─── Extracted text

The dark shadow image represents the Catholic Mexican icon known as the Virgen
del Guadalupe. This icon has a strong influence with many Mexican Catholics
in Mexico and in the United States of America. A related Aztec icon, Tonantzin,
was once known as a fertility goddess of the soil during the Pre-Columbian
period. The Aztecs worshipped this goddess by gathering the fruits and vegetables
during harvest season and gave their thanks. Tonantzin would praise the workers
of the fields as caretakers and would watch over them and be sure
that the soil would be fertile every year for a good harvest. The flames surrounding
the dark shadow represent the individual spirit. Thus, the dark shadow in
the paintings symbolizes the future grave of the farm worker and reconciles
death in a positive form of nature and is cast from the individual as its
own light source.
In this body of work, I am expressing my raw inner quest to reconnect me with
my campesino (farm worker) roots of hard work, sweat, blood and prayer while
waiting silently for life to begin again.
This
floor installation is an image of the Virgen de Guadalupe or better known
as Tonantzin. This conceptual altarpiece represents the mother of the
soil and guardian of her children of the earth. The black shadow symbolizes
the duality of human existence: life into death and death into life. It is
the conception of both the grave and the womb of human existence.

──────

● Task description
Write a continuation of the text on the Virgen de Guadalupe and Tonantzin imagery, beginning after its final sentence. The data that follow are not required for this work.

─── Record extracts

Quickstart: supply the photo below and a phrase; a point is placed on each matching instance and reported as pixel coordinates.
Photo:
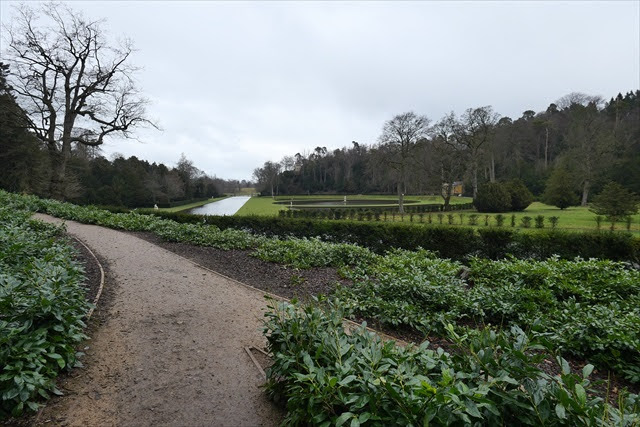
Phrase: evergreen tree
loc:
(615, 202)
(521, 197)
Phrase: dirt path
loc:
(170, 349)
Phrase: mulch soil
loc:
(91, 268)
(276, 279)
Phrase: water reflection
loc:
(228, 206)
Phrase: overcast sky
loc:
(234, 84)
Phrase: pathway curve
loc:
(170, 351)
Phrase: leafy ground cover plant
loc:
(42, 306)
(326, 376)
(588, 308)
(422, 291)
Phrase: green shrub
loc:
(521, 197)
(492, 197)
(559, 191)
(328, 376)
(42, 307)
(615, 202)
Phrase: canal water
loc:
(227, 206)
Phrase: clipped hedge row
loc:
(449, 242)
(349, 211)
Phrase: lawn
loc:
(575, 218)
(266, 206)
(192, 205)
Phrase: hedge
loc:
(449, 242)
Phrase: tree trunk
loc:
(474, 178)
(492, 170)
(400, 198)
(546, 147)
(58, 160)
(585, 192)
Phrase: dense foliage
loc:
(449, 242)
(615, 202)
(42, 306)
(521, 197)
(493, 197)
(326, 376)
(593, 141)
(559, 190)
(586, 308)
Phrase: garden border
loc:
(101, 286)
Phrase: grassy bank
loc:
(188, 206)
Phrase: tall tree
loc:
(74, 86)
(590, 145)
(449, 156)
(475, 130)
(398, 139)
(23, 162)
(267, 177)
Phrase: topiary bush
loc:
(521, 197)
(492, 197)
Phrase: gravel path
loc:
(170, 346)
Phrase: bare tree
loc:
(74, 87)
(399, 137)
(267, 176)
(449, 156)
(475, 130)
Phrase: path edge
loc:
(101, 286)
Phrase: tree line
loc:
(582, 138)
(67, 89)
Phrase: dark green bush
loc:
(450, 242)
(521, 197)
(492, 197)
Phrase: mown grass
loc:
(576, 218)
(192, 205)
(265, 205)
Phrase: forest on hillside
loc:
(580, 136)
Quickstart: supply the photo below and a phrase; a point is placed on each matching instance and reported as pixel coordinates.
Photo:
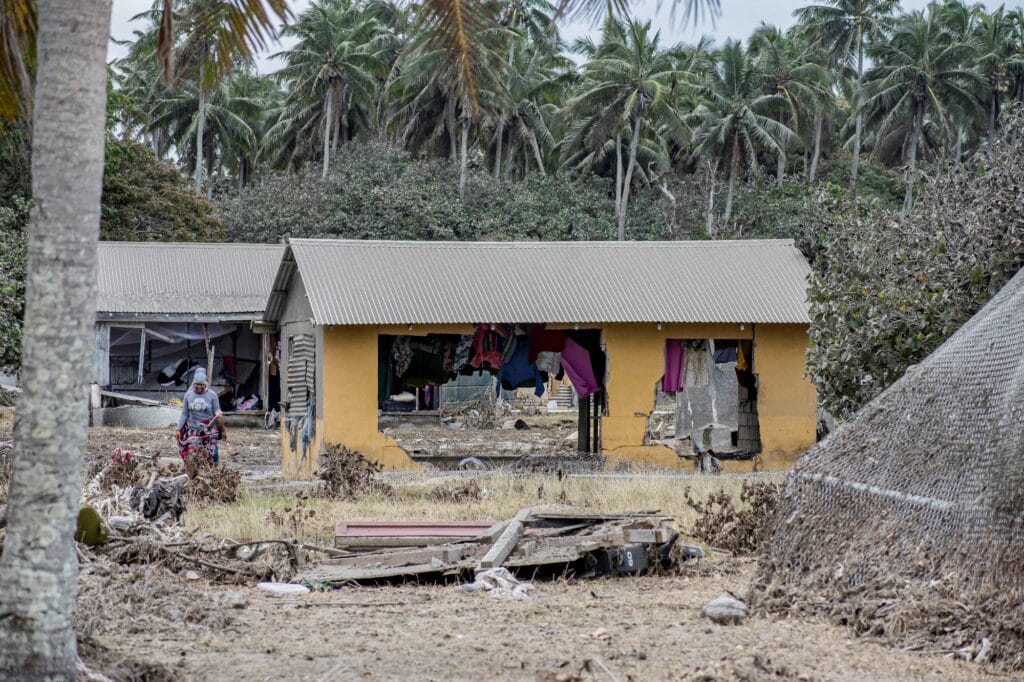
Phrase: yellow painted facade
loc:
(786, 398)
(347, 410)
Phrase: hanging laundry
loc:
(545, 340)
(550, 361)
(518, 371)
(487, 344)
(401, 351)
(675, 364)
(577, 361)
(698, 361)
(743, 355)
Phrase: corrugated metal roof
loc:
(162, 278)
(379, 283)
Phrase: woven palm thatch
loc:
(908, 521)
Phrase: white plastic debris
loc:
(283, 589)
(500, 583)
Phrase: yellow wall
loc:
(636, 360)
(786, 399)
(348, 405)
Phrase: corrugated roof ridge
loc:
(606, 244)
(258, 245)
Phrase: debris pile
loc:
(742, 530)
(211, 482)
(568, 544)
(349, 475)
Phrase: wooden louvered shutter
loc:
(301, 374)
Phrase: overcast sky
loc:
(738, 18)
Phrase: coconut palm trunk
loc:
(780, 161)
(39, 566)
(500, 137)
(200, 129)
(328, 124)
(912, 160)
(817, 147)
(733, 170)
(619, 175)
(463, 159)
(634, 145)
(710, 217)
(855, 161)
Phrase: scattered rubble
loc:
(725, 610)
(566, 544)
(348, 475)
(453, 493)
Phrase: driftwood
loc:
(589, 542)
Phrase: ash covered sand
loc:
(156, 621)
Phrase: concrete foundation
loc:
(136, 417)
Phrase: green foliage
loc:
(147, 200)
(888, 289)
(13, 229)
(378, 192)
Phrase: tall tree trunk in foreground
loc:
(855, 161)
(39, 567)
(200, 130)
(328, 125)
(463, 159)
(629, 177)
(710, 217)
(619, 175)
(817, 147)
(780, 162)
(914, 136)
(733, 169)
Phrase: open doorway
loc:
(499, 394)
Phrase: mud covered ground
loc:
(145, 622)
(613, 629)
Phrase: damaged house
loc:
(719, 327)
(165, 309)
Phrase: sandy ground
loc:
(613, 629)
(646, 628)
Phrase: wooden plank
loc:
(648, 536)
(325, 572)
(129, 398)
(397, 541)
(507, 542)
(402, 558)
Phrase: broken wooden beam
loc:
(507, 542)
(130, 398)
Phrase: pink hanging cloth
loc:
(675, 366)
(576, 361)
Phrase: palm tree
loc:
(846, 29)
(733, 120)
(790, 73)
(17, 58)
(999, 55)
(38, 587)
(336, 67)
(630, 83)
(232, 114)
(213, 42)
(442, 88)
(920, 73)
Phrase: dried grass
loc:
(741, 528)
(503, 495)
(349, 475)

──────

● The answer
The suns flames surrounding the shadow represents the energy of the
human light. The light that sparks inside the human body and shines eternally
every morning, hour, day month, year, decade, and centuries to come.
To participate: Stand inside the circle of the nine rocks that symbolize the
solar system and acts as a beacon for envisioning your spirit to be a part
of the conception, and sense a spiritual inner-action with the shadow of Tonantzin-Guadalupe.
Use four seeds of corn from the basket as follows:
*Plant one seed of corn in the earth anywhere near the shadow of Tonantzin-Guadalupe.
*Give one seed of corn to a friend and describe your experience.
*Leave one seed of corn at the gravesite of any beloved deceased.
*Keep one seed of corn as a reminder.